TRECHO SELECIONADO

···

In humor on 13/06/2013 at 10:35 AM

Querido Brógui,

Lembro-me de um professora de Direito Administrativo que, falando dos regimes jurídicos, disse que o sonho de todos é criar um regime que conjugue o melhor de todos os regimes. No melhor dos mundos, uma pessoa física teria um tratamento de ONG. Ok, você não entendeu porque nunca estudou Direito na vida. Ok, vou mudar a abordagem.

De acordo com o taoísmo, o melhor caminho é o caminho do meio. Saca aquela coisa de ying, yang, equilíbrio, etc,etc, etc? Então: coisa de chinês. Não é à toa que eles vivem mais que todo mundo mesmo tendo que comer arroz usando palitinhos e ganhando um salário mínimo menor que o brasileiro. Só que essa negócio de caminho do meio é complicada, nem sempre dá pra harmonizar o tao, a gente tem que fazer opções, descer do muro, meter o pé na jaca.

···

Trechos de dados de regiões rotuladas
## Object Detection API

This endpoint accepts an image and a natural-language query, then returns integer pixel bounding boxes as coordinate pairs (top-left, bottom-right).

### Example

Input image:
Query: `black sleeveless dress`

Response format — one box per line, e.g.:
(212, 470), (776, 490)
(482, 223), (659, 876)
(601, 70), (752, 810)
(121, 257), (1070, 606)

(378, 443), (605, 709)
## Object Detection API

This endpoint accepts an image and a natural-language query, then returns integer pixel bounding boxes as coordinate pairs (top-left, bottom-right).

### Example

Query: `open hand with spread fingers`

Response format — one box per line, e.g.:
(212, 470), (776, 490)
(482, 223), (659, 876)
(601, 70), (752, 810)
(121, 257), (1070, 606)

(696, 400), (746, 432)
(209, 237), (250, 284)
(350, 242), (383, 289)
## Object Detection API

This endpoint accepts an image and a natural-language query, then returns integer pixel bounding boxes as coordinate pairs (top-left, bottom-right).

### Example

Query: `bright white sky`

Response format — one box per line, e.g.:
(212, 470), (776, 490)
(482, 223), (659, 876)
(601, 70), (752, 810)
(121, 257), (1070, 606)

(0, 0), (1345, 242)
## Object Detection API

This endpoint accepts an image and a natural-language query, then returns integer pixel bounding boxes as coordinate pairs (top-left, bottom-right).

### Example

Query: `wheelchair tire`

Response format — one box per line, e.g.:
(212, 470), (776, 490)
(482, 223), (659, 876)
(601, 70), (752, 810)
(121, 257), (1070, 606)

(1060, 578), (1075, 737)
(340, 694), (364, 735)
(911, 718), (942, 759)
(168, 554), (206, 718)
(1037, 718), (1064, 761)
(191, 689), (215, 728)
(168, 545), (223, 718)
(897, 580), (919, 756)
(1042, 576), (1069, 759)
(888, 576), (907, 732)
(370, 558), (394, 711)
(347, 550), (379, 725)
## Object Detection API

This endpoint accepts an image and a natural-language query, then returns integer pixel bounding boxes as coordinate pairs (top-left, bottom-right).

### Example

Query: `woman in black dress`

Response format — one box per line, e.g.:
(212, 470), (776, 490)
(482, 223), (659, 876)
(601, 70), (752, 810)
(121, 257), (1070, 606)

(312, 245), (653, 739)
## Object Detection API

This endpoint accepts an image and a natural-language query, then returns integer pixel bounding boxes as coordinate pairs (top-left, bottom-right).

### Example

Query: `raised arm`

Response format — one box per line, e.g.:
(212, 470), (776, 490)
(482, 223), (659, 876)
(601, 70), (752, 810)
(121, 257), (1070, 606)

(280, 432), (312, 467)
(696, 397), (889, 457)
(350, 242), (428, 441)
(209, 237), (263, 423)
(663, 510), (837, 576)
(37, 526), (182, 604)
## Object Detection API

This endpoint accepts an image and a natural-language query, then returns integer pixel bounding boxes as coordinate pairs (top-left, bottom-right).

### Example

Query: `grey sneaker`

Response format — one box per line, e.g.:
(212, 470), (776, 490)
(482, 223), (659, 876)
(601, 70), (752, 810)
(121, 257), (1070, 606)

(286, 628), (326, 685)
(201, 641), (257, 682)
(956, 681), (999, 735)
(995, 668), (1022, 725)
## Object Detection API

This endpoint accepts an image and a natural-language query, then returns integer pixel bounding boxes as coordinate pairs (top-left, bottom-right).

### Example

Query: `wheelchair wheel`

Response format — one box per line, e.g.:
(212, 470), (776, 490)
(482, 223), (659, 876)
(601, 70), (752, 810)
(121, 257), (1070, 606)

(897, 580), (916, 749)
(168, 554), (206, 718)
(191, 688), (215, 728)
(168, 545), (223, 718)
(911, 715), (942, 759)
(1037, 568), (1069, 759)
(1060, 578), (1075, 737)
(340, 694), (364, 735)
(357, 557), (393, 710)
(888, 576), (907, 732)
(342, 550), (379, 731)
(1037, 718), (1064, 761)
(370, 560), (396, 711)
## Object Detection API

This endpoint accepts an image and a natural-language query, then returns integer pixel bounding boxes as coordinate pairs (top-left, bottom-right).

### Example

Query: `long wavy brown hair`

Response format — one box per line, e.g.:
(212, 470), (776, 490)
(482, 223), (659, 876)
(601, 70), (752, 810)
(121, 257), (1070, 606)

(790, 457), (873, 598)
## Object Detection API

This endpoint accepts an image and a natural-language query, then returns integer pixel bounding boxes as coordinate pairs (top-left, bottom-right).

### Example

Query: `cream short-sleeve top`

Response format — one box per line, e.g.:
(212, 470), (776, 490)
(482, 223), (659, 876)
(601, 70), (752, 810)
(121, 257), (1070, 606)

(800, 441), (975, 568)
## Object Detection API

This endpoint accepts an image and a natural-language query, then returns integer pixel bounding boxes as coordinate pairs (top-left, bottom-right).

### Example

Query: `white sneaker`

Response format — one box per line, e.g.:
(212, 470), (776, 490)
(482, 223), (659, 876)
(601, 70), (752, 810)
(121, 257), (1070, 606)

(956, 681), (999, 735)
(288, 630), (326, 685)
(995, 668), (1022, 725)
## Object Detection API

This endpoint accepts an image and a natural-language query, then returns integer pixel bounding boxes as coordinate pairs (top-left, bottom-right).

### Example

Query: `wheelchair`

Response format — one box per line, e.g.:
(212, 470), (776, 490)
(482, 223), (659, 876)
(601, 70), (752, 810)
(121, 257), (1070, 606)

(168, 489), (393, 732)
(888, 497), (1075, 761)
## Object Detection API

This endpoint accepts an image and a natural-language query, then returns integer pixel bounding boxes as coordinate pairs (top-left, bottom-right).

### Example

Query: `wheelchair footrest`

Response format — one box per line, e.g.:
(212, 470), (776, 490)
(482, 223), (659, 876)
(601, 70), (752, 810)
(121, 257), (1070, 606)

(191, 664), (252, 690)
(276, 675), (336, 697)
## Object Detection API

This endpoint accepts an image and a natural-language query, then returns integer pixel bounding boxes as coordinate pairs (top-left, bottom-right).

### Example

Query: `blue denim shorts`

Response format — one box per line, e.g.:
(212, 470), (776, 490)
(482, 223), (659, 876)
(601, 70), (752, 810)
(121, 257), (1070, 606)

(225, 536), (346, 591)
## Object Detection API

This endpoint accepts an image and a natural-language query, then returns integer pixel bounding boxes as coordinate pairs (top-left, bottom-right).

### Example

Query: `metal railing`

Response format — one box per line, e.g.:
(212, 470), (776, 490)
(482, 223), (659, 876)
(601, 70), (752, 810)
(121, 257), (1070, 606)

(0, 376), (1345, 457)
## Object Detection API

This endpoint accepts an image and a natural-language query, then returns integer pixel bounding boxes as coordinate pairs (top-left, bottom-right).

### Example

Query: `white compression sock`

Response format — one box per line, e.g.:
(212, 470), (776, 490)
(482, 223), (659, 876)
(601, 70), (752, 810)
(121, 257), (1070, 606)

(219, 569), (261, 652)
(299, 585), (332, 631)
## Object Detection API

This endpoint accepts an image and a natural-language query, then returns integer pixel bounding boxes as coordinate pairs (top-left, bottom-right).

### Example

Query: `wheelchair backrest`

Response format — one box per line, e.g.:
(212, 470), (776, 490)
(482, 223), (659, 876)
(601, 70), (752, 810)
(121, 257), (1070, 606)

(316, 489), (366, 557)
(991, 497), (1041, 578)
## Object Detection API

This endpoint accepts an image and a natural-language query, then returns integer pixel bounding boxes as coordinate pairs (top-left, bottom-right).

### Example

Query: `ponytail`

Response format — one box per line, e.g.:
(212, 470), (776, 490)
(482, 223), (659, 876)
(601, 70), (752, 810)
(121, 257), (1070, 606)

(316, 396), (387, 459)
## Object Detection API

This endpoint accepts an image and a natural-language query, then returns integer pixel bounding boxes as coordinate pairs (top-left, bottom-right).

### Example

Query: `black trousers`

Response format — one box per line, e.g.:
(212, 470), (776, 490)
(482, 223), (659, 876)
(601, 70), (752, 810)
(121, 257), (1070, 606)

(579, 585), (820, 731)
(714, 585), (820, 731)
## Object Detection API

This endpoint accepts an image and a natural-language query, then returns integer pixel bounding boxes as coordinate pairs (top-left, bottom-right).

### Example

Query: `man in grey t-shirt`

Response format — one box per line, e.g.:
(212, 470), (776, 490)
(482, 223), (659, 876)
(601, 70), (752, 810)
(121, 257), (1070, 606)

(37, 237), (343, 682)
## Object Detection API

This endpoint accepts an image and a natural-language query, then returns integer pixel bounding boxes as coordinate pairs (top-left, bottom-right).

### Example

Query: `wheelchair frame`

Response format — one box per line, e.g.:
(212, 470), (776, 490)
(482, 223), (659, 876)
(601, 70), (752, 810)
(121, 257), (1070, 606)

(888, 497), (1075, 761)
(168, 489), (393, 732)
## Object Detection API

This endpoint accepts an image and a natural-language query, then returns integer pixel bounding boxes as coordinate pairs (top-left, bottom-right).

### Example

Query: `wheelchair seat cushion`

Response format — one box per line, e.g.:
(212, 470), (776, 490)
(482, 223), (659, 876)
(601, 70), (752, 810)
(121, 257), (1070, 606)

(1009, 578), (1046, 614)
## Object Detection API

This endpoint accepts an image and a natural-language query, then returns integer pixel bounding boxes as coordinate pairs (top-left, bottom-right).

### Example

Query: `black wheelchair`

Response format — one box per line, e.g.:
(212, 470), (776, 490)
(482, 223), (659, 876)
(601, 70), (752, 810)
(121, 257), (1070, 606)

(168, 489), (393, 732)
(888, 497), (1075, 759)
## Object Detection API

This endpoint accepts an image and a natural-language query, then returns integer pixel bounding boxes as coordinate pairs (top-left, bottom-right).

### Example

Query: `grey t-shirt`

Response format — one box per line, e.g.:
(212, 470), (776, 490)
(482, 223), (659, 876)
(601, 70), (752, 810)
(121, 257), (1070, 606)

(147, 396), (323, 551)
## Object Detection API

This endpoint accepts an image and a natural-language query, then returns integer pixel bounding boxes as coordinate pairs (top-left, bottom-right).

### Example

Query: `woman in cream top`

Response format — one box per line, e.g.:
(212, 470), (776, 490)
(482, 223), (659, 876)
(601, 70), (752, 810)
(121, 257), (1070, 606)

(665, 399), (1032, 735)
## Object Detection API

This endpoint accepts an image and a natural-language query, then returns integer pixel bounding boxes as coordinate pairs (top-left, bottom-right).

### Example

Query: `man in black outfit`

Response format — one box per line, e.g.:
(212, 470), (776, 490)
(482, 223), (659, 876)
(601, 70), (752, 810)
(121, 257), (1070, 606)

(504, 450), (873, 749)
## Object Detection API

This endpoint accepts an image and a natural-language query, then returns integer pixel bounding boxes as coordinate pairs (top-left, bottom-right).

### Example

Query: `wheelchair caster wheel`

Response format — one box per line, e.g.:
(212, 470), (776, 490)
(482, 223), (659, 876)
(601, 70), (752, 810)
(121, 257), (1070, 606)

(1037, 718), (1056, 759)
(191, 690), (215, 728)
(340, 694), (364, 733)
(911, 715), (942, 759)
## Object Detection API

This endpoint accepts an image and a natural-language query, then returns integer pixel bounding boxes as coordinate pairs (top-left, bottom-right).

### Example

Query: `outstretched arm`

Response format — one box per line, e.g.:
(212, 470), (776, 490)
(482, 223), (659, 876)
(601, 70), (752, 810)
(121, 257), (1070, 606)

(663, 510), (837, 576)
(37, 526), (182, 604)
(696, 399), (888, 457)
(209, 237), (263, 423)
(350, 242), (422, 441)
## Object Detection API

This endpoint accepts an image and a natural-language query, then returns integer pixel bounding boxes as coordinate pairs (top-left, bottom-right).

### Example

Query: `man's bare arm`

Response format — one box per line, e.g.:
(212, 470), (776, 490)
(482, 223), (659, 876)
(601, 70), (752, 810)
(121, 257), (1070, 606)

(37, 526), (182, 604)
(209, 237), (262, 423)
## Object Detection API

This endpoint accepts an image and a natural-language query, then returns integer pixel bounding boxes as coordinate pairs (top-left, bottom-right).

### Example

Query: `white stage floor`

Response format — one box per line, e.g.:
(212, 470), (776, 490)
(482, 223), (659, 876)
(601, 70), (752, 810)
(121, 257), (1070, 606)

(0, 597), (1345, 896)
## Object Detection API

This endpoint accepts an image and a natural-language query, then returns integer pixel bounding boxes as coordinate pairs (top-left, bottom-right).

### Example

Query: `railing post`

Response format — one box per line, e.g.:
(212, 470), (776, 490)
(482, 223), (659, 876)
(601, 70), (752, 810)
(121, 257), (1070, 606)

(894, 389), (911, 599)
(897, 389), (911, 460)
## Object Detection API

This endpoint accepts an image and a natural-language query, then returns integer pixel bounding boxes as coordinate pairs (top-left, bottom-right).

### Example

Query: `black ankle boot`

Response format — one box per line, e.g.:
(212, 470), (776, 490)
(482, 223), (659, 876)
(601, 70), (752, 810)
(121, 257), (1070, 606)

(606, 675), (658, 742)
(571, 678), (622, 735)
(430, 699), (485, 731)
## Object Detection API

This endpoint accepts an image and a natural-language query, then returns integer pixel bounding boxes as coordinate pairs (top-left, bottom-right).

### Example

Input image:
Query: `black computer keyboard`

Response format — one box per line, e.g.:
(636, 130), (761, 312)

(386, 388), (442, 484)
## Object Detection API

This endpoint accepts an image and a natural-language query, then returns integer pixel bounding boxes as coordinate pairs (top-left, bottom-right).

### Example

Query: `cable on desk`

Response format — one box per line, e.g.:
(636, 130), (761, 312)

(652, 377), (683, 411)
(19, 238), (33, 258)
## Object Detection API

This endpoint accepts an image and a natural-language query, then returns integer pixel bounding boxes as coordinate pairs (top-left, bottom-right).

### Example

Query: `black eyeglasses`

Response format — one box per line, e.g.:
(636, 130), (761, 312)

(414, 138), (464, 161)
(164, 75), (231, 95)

···

TAREFA ESCRITA 1
Segundo o trecho selecionado, qual é o melhor caminho de acordo com o taoísmo?
TAREFA ESCRITA 2
Edite os registros a partir do início deles e pare depois da linha que contém "(0, 0), (1345, 242)", trocando "Response format" por "Output format" e mantendo todo o resto igual. Devolva apenas essas linhas.
O texto e os registros não têm nenhuma relação entre si.

RESPOSTA ESCRITA 1
O caminho do meio.

RESPOSTA ESCRITA 2
## Object Detection API

This endpoint accepts an image and a natural-language query, then returns integer pixel bounding boxes as coordinate pairs (top-left, bottom-right).

### Example

Input image:
Query: `black sleeveless dress`

Output format — one box per line, e.g.:
(212, 470), (776, 490)
(482, 223), (659, 876)
(601, 70), (752, 810)
(121, 257), (1070, 606)

(378, 443), (605, 709)
## Object Detection API

This endpoint accepts an image and a natural-language query, then returns integer pixel bounding boxes as coordinate pairs (top-left, bottom-right).

### Example

Query: `open hand with spread fingers`

Output format — one box per line, e.g.:
(212, 470), (776, 490)
(482, 223), (659, 876)
(601, 70), (752, 810)
(121, 257), (1070, 606)

(696, 400), (746, 432)
(209, 237), (250, 284)
(350, 242), (383, 289)
## Object Detection API

This endpoint accepts an image and a natural-language query, then returns integer pixel bounding boxes as coordinate pairs (top-left, bottom-right).

### Example

Query: `bright white sky`

Output format — one box per line, e.g.:
(212, 470), (776, 490)
(482, 223), (659, 876)
(601, 70), (752, 810)
(121, 257), (1070, 606)

(0, 0), (1345, 242)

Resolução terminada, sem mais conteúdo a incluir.